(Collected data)
::::::::

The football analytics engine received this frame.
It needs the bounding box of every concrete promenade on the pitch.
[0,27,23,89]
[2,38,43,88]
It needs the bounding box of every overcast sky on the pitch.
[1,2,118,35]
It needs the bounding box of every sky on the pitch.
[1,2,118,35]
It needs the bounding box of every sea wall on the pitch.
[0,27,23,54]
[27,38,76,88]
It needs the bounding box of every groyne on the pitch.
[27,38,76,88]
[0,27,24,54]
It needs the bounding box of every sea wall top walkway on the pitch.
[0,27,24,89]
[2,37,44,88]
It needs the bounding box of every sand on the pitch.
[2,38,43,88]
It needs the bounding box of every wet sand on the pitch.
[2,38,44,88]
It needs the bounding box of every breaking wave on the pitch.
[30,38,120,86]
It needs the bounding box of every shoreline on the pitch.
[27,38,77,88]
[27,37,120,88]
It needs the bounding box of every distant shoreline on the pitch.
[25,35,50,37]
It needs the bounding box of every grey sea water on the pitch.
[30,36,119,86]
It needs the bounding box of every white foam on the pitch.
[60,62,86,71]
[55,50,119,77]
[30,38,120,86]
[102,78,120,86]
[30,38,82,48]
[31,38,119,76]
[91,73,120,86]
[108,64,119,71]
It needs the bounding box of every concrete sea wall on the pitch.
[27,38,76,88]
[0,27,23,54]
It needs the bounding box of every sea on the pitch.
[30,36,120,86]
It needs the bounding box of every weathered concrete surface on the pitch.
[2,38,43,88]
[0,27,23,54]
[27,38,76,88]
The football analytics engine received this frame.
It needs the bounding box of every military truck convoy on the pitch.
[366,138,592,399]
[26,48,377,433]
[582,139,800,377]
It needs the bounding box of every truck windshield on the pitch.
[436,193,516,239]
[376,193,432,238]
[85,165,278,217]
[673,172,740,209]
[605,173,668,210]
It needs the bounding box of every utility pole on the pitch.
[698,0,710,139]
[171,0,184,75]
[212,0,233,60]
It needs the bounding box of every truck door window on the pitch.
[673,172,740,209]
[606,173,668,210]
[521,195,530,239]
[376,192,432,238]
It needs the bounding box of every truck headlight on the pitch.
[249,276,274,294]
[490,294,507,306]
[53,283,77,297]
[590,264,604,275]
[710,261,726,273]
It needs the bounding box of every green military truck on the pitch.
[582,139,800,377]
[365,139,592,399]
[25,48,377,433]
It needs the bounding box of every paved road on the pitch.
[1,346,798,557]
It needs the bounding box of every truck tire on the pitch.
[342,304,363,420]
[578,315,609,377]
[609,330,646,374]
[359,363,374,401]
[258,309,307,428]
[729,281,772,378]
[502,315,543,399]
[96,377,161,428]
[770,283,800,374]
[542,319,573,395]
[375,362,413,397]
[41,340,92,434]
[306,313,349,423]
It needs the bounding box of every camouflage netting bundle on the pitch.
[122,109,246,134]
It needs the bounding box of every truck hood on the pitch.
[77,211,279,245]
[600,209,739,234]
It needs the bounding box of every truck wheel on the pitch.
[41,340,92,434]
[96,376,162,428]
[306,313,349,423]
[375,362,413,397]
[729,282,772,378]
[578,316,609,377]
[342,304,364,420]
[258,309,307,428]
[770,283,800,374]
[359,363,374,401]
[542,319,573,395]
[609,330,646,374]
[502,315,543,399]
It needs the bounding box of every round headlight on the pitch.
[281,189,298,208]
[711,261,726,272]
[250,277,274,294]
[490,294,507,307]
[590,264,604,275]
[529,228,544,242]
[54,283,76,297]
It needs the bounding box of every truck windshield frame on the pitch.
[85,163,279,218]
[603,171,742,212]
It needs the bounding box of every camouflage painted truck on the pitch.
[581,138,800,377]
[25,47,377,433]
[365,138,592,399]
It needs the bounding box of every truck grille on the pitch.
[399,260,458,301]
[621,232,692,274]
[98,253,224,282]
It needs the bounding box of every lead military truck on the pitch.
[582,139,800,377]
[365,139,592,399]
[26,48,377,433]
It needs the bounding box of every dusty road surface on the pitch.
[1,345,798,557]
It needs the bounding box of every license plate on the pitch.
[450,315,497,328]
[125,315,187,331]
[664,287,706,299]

::::::::

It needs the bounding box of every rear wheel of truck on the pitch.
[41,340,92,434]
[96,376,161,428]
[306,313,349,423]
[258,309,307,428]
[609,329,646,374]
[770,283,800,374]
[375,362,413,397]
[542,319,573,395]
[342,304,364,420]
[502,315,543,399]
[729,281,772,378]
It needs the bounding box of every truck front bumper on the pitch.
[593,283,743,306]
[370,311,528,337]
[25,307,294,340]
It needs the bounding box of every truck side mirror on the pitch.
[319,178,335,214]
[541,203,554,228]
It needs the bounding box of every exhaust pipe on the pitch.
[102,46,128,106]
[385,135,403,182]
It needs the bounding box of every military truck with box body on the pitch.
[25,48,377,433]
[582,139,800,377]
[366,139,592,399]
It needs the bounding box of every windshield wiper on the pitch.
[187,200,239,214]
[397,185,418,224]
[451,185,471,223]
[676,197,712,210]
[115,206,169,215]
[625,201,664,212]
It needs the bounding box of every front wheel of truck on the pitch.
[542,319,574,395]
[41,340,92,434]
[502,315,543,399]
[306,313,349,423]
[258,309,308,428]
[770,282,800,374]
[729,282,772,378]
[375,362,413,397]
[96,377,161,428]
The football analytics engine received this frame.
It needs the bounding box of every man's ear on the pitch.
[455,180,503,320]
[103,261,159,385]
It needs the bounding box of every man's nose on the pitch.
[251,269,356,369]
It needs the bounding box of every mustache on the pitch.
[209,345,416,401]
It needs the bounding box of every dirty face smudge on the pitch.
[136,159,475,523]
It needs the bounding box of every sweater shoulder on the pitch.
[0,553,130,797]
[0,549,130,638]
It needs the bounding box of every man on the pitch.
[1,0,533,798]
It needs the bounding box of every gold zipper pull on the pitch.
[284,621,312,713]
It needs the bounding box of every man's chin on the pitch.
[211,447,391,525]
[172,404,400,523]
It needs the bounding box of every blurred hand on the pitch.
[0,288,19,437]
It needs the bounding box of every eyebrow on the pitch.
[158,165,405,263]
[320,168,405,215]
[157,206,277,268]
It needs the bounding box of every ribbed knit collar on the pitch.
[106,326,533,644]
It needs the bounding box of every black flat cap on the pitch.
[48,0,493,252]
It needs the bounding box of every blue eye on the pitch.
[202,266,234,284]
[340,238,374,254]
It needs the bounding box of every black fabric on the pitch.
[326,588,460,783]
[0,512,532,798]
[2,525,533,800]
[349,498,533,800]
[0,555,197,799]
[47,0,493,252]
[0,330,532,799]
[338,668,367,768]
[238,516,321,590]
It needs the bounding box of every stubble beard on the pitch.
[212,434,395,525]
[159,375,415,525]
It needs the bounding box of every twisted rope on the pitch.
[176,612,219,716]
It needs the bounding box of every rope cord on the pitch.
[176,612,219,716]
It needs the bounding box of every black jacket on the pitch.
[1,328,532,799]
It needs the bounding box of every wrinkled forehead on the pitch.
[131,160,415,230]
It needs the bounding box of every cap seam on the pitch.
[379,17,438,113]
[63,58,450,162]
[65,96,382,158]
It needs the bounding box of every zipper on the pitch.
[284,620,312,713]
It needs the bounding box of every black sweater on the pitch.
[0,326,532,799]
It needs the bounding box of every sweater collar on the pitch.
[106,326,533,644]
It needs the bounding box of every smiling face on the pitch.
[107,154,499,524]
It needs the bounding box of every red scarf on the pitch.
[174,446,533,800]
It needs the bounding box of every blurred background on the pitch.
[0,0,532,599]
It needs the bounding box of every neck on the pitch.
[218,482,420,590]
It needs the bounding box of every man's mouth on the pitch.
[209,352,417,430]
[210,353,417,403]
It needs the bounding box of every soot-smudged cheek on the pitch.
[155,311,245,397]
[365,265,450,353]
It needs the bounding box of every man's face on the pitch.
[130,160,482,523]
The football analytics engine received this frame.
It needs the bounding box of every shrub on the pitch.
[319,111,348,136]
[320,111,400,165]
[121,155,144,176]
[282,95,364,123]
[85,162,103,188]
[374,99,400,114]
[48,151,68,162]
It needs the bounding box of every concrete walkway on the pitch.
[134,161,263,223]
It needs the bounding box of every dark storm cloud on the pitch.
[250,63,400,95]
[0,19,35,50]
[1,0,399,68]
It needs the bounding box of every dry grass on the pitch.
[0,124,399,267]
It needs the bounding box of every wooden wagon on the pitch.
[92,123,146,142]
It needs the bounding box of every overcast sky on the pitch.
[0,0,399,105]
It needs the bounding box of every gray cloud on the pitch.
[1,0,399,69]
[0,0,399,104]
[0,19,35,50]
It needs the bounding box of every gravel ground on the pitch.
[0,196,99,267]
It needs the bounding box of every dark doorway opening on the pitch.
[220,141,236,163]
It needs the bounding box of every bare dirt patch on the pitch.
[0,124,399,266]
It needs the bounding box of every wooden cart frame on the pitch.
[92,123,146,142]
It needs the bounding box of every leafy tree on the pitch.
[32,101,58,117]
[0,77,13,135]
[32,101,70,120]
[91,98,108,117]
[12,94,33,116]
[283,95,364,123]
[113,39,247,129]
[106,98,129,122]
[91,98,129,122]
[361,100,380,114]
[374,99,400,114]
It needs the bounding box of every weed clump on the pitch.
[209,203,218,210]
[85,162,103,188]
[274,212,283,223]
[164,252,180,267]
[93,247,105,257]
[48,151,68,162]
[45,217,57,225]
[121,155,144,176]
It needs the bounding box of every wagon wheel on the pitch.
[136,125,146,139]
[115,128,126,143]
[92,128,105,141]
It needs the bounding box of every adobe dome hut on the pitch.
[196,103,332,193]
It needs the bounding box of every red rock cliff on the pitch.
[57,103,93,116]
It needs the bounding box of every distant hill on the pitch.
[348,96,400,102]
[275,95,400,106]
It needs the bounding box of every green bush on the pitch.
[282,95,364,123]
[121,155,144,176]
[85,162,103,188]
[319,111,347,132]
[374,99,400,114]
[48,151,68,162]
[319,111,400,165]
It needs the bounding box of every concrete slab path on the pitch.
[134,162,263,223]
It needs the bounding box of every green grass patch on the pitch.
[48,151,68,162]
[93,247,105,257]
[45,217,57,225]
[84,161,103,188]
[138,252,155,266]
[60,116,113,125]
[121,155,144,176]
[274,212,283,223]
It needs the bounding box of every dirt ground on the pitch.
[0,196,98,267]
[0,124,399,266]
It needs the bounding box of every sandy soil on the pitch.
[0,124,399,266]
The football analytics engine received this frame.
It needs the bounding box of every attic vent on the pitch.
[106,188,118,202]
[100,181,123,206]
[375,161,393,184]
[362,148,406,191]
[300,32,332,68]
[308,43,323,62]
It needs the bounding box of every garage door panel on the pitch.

::::::::

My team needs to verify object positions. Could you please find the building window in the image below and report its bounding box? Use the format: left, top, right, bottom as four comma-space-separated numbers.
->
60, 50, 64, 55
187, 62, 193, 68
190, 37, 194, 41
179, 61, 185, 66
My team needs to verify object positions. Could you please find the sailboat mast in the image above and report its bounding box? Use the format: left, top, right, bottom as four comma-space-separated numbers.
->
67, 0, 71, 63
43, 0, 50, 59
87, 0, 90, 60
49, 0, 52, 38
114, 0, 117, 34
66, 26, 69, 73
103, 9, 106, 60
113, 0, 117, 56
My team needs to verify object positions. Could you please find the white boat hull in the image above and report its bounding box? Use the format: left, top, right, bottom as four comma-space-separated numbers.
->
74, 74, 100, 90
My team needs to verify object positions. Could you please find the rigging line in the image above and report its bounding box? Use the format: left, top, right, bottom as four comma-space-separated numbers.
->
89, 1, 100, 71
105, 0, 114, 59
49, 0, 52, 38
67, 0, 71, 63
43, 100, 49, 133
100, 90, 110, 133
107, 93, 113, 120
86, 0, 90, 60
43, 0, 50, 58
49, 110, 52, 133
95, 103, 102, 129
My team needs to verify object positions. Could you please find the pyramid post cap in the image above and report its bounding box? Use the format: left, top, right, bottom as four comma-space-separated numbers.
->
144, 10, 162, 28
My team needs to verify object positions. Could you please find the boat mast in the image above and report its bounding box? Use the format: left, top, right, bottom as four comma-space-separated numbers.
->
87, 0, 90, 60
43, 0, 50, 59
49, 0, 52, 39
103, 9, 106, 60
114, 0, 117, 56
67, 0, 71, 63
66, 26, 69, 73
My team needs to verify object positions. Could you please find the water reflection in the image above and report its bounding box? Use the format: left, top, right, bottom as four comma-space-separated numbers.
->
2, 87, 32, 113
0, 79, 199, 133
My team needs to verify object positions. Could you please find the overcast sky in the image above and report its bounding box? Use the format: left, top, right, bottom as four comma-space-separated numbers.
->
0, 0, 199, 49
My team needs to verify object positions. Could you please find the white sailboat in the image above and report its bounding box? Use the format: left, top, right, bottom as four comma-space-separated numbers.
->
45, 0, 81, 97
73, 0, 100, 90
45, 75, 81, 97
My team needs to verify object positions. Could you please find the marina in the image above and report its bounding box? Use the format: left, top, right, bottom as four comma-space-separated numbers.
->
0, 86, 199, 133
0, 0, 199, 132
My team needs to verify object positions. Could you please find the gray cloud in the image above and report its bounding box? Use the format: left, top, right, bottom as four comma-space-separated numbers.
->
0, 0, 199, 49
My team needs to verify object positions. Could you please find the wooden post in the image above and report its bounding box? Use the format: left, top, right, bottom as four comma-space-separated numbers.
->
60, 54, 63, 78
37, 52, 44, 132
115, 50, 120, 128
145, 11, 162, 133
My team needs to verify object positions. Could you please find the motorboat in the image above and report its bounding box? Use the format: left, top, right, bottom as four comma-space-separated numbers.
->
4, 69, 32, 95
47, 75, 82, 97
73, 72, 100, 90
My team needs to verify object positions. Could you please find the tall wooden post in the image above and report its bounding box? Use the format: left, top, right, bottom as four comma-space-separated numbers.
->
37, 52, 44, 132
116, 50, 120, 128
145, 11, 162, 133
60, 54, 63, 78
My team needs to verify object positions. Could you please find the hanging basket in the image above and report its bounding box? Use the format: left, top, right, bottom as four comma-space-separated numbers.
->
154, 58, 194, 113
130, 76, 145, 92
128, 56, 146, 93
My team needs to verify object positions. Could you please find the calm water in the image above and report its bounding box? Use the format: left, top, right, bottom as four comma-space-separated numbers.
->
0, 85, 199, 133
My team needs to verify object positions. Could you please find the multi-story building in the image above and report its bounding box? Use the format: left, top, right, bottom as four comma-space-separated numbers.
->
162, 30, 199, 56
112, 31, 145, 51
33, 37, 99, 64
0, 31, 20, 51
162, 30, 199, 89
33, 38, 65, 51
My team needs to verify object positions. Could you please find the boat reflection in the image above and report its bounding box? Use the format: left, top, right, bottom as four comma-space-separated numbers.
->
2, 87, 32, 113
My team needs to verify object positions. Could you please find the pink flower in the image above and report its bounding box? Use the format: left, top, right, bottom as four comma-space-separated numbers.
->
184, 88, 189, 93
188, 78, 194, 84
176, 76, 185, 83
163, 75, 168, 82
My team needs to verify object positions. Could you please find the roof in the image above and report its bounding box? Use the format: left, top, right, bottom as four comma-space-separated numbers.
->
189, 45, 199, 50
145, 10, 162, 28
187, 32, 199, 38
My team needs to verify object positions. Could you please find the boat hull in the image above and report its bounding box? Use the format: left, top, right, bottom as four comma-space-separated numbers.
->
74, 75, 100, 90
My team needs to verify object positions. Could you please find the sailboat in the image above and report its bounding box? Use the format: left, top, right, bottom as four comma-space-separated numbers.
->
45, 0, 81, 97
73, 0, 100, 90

::::::::

▶ _WORK TO COMPLETE_: The lines above from the one with "It needs the bounding box of every red rock" through the one with "It needs the bounding box of every garage" are to be duplicated exactly, ends included, with nothing added.

▶ _TASK OUTPUT_:
It needs the bounding box of every red rock cliff on the pitch.
[57,103,93,116]
It needs the bounding box of every distant hill on the pitch.
[348,96,400,102]
[275,95,400,106]
It needs the bounding box of every green bush on the pitch.
[282,95,364,123]
[121,155,144,176]
[85,162,103,188]
[319,111,347,132]
[374,99,400,114]
[48,151,68,162]
[319,111,400,165]
It needs the bounding box of every concrete slab path on the pitch.
[134,162,263,223]
It needs the bounding box of every green grass patch on the pitch.
[48,151,68,162]
[93,247,105,257]
[45,217,57,225]
[84,161,103,188]
[138,252,155,266]
[60,116,113,125]
[121,155,144,176]
[274,212,283,223]
It needs the bounding box of every dirt ground on the pitch.
[0,196,98,267]
[0,124,399,266]
It needs the bounding box of every sandy soil on the pitch.
[0,124,399,266]
The football analytics engine received this frame.
It needs the bounding box of every attic vent on the pitch.
[106,188,118,202]
[100,181,123,206]
[375,161,393,184]
[362,148,406,191]
[300,32,332,68]
[308,43,323,62]
It needs the bounding box of every garage door panel on the pitch.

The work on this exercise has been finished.